抜粋 ▸
本当は「過労死と日本の雇用」の続きを書く予定だったのですが、複雑で広範囲
なテーマゆえにとっ散らかってなかなか筆が進みません。なのでちょっと息抜きに映画のレビューでも書いてみます。
今年、日本で上映が始まった「トランセンデンス」と「her/世界でひとつの彼女」についてなんですが、両方ともAI(人工知能)に関する映画なのでAI好き?としては見ておかねばなるまい、という使命感に突き動かされ、ワールドカップには目もくれず、ちょっと前にビール片手に二大AI対決を観戦してきました。
なお、ネタばれに近いことも書いちゃうのでご注意ください。
まず、両作品を比較してどちらが面白かったか?から書くと、自分的には圧倒的に「her」でした。「トランセンデンス」もまあ面白いのですが、ちょっと期待が高かったからか、結果的にかなり期待外れの感を否めません。
トランセンデンスはいわゆる「シンギュラリティ(技術的特異点)」と呼ばれる未来予想に着目している訳ですが、科学的にも哲学的にもSF的にも考察が浅い印象でどうも焦点がボケている感じがしました。例えば、知能の「超越」をもたらすきっかけが「マインドアップローディング」であるという点もなんか意外性がなくて人間の延長みたいでつまらない。量子プロセッサを使ってなんとか動いているはずの知能がネットに接続したとたんにあっという間に外に泳ぎだしちゃうあたりもご都合主義感が。AIに治療された人間が完全に別物のロボットのように造り変えられているという設定も昔のSF映画のようで新鮮味がない。AIに対峙する人間もAIを擁護する人間もイマイチ共感しづらいし、得体の知れない技術への恐怖感だけが煽られて最後は謎を残したまま、無難な安堵を与えて終わらせた、みたいな感想です。難しいテーマなので仕方ないですが、ホットな話題に飛びついて見たものの意外とビジュアルは地味だしどこに持って行けばいいのか迷走して脚本がさじを投げちゃった感が随所に滲み出ていました。技術的な描写に真っ向から取り組んでしまったのがかえって陳腐な印象を醸し出してしまったとも言えます。

提供資料 ▸
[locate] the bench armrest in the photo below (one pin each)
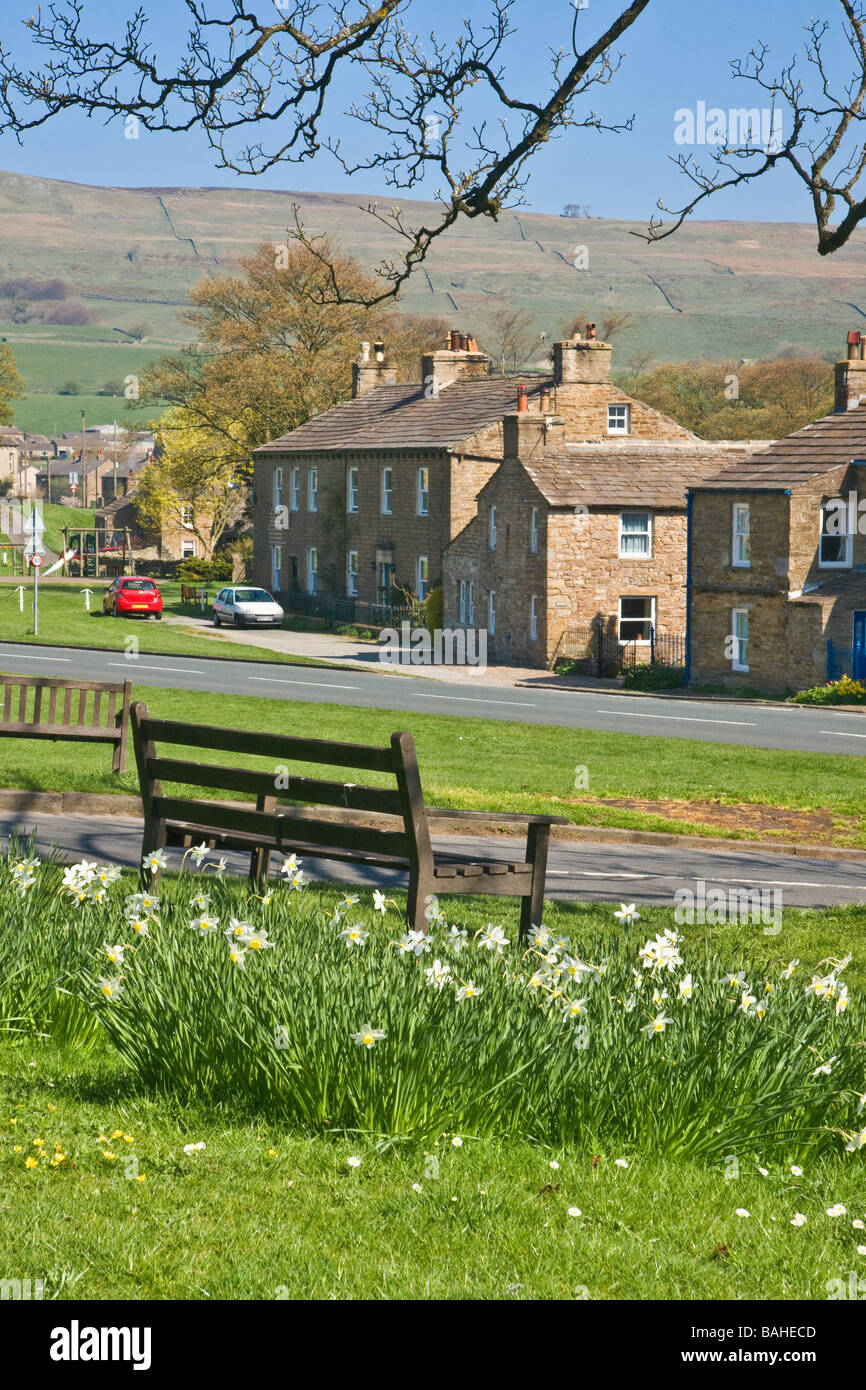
(527, 819)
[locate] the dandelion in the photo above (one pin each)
(110, 987)
(355, 936)
(414, 943)
(658, 1025)
(203, 925)
(494, 938)
(438, 975)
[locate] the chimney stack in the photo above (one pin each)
(459, 362)
(584, 362)
(851, 374)
(367, 374)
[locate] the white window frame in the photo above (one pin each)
(647, 533)
(737, 663)
(423, 494)
(619, 410)
(741, 537)
(352, 489)
(421, 577)
(620, 619)
(841, 535)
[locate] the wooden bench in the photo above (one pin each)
(95, 712)
(264, 826)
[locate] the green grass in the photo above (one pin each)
(267, 1211)
(64, 619)
(480, 763)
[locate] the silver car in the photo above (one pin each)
(246, 608)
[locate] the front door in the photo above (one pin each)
(858, 647)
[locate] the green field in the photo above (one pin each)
(487, 765)
(268, 1211)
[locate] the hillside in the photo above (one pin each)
(716, 289)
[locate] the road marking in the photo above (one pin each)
(680, 719)
(319, 685)
(143, 666)
(469, 699)
(10, 656)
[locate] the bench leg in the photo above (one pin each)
(153, 838)
(420, 891)
(538, 838)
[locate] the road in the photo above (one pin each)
(754, 726)
(576, 872)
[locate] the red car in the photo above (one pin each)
(127, 597)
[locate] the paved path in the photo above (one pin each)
(755, 726)
(576, 872)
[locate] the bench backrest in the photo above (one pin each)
(35, 705)
(402, 798)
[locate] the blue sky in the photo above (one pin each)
(676, 56)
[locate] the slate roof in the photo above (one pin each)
(617, 474)
(818, 448)
(402, 417)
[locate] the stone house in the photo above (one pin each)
(777, 553)
(370, 494)
(570, 538)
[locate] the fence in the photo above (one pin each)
(346, 610)
(599, 651)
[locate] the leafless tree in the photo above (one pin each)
(824, 142)
(262, 92)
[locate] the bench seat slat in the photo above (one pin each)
(268, 745)
(280, 830)
(299, 788)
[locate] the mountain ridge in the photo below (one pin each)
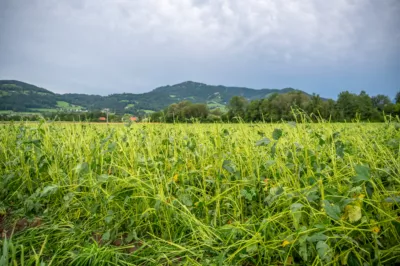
(19, 96)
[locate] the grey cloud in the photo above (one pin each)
(105, 46)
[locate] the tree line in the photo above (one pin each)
(276, 107)
(280, 107)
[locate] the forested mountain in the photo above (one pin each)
(23, 97)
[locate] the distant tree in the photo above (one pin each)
(380, 102)
(237, 107)
(397, 98)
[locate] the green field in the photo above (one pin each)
(200, 194)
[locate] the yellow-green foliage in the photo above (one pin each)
(196, 194)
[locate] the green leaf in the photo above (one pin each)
(362, 173)
(370, 189)
(332, 210)
(131, 235)
(393, 200)
(106, 236)
(353, 213)
(48, 190)
(263, 142)
(352, 260)
(108, 219)
(303, 251)
(317, 237)
(228, 166)
(324, 251)
(339, 146)
(277, 134)
(295, 207)
(252, 248)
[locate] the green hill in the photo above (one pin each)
(23, 97)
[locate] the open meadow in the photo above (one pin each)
(200, 194)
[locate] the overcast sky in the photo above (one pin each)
(112, 46)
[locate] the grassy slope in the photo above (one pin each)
(202, 194)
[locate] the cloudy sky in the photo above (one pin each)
(111, 46)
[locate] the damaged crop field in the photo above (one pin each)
(200, 194)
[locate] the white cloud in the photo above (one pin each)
(144, 43)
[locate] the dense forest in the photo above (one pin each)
(279, 107)
(18, 96)
(191, 101)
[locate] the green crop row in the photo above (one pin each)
(200, 194)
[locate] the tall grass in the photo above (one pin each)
(200, 194)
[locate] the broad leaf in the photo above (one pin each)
(353, 213)
(277, 134)
(324, 251)
(332, 210)
(263, 142)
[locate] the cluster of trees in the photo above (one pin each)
(66, 116)
(274, 108)
(279, 107)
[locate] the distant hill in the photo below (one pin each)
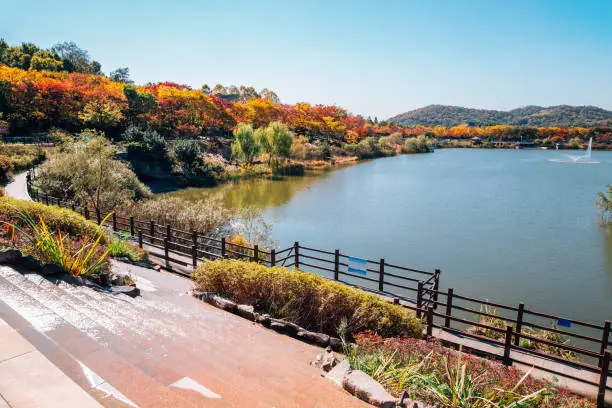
(562, 115)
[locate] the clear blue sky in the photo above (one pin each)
(376, 58)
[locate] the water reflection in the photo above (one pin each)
(258, 193)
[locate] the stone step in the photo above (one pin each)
(125, 376)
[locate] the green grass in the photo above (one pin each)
(305, 299)
(436, 375)
(77, 255)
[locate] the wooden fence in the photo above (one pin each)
(446, 314)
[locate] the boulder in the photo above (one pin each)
(335, 343)
(131, 291)
(338, 373)
(246, 311)
(318, 338)
(10, 256)
(223, 303)
(278, 324)
(29, 263)
(263, 319)
(51, 270)
(365, 388)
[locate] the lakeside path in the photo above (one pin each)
(162, 349)
(17, 188)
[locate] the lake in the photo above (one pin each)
(504, 225)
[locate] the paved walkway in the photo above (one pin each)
(29, 379)
(163, 349)
(17, 188)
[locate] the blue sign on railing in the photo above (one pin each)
(564, 322)
(358, 266)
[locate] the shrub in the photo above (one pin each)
(205, 217)
(306, 299)
(6, 169)
(119, 246)
(293, 169)
(418, 144)
(53, 216)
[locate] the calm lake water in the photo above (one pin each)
(504, 225)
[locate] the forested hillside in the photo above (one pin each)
(537, 116)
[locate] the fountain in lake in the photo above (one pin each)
(583, 159)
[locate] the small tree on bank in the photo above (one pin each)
(245, 148)
(88, 172)
(276, 141)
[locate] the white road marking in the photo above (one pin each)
(187, 383)
(97, 382)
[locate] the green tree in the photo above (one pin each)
(244, 148)
(276, 141)
(89, 172)
(121, 75)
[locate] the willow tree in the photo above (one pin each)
(245, 148)
(276, 141)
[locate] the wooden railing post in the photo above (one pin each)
(419, 298)
(296, 251)
(605, 338)
(436, 286)
(508, 345)
(194, 256)
(519, 324)
(381, 276)
(429, 321)
(603, 379)
(336, 264)
(167, 252)
(449, 307)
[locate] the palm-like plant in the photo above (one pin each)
(59, 248)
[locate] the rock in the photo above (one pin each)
(10, 256)
(130, 291)
(365, 388)
(29, 263)
(263, 319)
(51, 270)
(292, 328)
(317, 338)
(278, 325)
(335, 343)
(329, 361)
(222, 303)
(246, 311)
(338, 373)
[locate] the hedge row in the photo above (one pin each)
(305, 299)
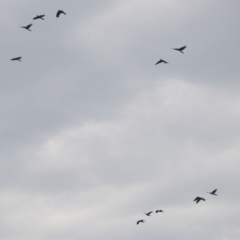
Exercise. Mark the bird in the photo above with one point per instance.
(148, 214)
(143, 221)
(180, 49)
(39, 17)
(59, 12)
(213, 192)
(16, 59)
(27, 27)
(198, 199)
(160, 61)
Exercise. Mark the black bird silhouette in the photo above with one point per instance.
(39, 17)
(213, 192)
(27, 27)
(180, 49)
(160, 61)
(143, 221)
(16, 59)
(59, 12)
(198, 199)
(148, 214)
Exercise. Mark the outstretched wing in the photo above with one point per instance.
(182, 48)
(159, 61)
(59, 12)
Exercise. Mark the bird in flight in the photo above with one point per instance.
(180, 49)
(39, 17)
(16, 59)
(198, 199)
(142, 221)
(148, 214)
(213, 192)
(160, 61)
(27, 27)
(59, 12)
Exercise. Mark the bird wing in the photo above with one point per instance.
(59, 12)
(182, 48)
(214, 191)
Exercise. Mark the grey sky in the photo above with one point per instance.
(93, 134)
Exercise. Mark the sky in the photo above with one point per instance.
(94, 134)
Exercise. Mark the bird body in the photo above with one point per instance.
(27, 27)
(159, 211)
(59, 12)
(148, 214)
(142, 221)
(16, 59)
(198, 199)
(180, 49)
(39, 17)
(160, 61)
(213, 192)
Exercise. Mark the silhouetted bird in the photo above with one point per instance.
(16, 59)
(148, 214)
(213, 192)
(180, 49)
(143, 221)
(27, 27)
(198, 199)
(160, 61)
(59, 12)
(39, 17)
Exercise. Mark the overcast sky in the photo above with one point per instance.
(94, 134)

作業依頼 1 ▸ AI映画のレビューから、「本当は「過労死と日本の雇用」の続きを書く予定だったのですが、複雑で広範囲」で始まり「り期待外れの感を否めません。」に至るまでの部分を、一字一句変えずに書き写してほしい。
作業依頼 2 ▸ AI映画のレビューの続きを、最後の文の次から書いてほしい。

回答 1 ▸
本当は「過労死と日本の雇用」の続きを書く予定だったのですが、複雑で広範囲
なテーマゆえにとっ散らかってなかなか筆が進みません。なのでちょっと息抜きに映画のレビューでも書いてみます。
今年、日本で上映が始まった「トランセンデンス」と「her/世界でひとつの彼女」についてなんですが、両方ともAI(人工知能)に関する映画なのでAI好き?としては見ておかねばなるまい、という使命感に突き動かされ、ワールドカップには目もくれず、ちょっと前にビール片手に二大AI対決を観戦してきました。
なお、ネタばれに近いことも書いちゃうのでご注意ください。
まず、両作品を比較してどちらが面白かったか?から書くと、自分的には圧倒的に「her」でした。「トランセンデンス」もまあ面白いのですが、ちょっと期待が高かったからか、結果的にかなり期待外れの感を否めません。

回答 2 ▸
「her」の場合はそんなドツボにハマることなくとても冷静に技術を描いています。herの世界観では技術はあくまで技術であり日常の風景にすぎません。近未来ですから極力現在の延長に徹しており、わざとらしさがありません。現代の私たちも既に映画の中と近い生活を送っているので、こんな未来がもうすぐそこまで来てるんだな、ということを観ている全員に予感させます。そして秀逸なのがAIの描写です。ビジュアルな効果はほとんどなく「声」だけでその不思議さを表現しています。もはやそれはAIと呼べるような代物ではなく完全に人間と電話で話すのと変わらないわけです。スカーレット•ヨハンソンという紛れもない人間が声優をやってるのだから当たり前なんですが、「AI的なぎこちなさ、不自然さ」を敢えて演出に取り込まなかったことで、それが返ってステレオタイプなAI観を覆してくれて、本当の知能というのはなんなのか?ここまで情緒的な機械は果たして機械と呼べるのか、そこに意識はあるのかといった違和感や疑問が、長ったらしいセリフなどなくとも自然に沸き起こるようになっています。
「 her」で描いているのはまさに新しいタイプの知性との遭遇であり、そこに「愛」という人間にも説明できない感情を描いています。最終的にはAIというより愛を描いているというのは親父ギャグじゃなくて必然なんだと思います。なぜなら知性とは単に思考力や学習力、膨大な知識を意味するものではなく、自由意思をもった意識と意識の間にうまれる「愛」の中にこそ象徴される、と思うからです。僕が考えて知識を吸収すること
は僕以外の誰かが存在してはじめて意味をなすと直感的に思います。
近年の脳科学や量子論の進歩は脳や意識といったものが如何に不思議で未解明な存在かということを明らかにしています。人間の意識の集中が乱数発生器の不自然な偏りを生み出したり、人間の観測によって光子の過去の軌跡に影響が及ぶといった不思議な現象があることを考えると単に演算能力を増やしてニューロンの動きを模倣して適応学習するだけでは到達できない、知性や「愛」の謎がまだまだ隠されているんじゃない?とか思います。
世の中ではシンギュラリティがすぐそこまで来ているかのような話が語られていますが、意外とそう簡単には来ないような気がするのは根拠のない僕の直感です。